_GOAL_:
Copy out the stretch of the records from the line containing "[mark] the overcast" through the end of the records, requests included. Multiply every point coordinate in the answers by 1.5 and round each result to a whole number, with halves rounded up.

_Records from a dataset_:
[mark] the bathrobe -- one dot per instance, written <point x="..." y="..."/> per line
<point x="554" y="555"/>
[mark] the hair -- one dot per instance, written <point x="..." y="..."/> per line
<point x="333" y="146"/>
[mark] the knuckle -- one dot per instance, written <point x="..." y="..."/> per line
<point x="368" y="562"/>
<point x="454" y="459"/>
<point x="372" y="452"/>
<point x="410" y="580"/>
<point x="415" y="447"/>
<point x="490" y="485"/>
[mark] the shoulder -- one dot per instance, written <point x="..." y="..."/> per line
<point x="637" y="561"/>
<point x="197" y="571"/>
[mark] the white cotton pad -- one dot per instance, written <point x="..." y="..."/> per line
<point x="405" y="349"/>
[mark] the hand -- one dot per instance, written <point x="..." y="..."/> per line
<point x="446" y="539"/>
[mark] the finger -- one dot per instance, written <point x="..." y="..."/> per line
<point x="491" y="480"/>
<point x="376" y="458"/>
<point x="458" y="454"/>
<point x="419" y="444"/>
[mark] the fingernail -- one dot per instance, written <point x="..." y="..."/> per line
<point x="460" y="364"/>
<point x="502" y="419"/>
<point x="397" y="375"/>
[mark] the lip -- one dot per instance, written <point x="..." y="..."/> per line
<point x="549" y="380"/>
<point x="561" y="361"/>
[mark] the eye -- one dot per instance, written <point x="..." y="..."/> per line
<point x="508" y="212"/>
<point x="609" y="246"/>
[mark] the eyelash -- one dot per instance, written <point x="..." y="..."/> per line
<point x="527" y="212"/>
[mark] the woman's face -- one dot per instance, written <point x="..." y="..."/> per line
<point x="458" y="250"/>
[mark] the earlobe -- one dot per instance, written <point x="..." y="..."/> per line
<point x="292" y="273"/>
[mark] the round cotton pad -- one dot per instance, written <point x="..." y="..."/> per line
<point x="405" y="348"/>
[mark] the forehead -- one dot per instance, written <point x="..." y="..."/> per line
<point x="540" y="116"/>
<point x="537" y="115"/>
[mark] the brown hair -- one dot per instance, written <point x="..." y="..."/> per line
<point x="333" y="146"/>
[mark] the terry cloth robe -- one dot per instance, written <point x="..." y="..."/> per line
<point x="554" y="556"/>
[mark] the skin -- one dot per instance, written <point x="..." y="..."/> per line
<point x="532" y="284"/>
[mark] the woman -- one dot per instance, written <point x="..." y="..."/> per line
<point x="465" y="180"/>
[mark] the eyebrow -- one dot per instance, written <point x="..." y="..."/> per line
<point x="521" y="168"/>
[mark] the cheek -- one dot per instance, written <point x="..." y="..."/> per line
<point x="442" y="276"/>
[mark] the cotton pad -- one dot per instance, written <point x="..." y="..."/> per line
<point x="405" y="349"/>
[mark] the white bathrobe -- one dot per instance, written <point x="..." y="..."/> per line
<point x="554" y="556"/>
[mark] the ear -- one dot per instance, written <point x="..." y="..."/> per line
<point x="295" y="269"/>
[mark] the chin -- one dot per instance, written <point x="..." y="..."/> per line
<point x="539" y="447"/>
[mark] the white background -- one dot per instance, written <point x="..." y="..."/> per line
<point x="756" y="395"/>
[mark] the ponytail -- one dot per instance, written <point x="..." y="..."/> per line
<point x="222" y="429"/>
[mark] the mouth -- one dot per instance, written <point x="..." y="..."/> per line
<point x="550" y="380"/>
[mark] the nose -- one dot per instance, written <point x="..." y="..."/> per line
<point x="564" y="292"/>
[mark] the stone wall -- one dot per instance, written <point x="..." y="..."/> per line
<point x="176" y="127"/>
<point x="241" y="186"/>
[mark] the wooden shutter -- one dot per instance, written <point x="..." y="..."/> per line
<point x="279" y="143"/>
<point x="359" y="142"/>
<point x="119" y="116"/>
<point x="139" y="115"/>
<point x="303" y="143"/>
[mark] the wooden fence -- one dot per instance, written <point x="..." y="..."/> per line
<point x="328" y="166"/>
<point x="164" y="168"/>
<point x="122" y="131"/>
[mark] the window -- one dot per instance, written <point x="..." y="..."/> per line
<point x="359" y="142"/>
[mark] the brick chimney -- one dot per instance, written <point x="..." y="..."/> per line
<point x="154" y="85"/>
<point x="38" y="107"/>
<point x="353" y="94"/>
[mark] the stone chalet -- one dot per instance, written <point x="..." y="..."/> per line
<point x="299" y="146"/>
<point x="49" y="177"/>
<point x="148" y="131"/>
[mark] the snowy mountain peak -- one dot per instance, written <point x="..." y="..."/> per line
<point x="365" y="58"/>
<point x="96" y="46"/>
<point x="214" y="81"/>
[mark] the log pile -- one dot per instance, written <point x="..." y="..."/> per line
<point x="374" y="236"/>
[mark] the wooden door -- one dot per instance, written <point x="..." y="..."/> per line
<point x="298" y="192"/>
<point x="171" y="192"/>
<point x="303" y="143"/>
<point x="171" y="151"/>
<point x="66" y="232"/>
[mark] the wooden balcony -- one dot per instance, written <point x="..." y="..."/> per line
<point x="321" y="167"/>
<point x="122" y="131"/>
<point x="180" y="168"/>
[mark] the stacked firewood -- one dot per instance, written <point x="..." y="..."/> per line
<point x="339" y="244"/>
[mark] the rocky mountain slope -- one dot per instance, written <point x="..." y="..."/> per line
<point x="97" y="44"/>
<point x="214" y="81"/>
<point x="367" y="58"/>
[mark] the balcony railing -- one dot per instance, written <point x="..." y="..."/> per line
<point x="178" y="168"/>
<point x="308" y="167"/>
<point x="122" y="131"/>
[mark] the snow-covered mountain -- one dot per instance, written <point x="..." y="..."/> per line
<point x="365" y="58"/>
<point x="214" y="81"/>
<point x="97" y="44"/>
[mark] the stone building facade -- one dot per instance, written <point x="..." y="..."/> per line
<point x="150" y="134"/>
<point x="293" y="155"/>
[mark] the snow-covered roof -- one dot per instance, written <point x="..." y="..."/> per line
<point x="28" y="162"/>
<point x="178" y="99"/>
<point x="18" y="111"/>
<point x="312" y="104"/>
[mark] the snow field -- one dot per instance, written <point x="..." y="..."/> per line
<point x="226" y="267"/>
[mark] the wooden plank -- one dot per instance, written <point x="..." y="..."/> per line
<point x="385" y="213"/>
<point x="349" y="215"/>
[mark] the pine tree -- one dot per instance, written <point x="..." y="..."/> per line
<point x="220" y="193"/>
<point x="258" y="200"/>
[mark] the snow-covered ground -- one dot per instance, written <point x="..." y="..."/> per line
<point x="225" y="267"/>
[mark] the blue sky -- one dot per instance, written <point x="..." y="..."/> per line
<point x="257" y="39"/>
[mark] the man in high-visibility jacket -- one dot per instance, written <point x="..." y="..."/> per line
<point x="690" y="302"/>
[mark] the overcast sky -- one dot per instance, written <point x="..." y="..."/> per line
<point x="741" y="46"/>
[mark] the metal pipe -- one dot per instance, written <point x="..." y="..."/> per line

_EXPECTED OUTPUT_:
[mark] the overcast sky -- one dot per instance, written <point x="..." y="..."/> per line
<point x="1112" y="69"/>
[mark] the metal pipe -- one dot per instance, written <point x="..." y="..."/> per line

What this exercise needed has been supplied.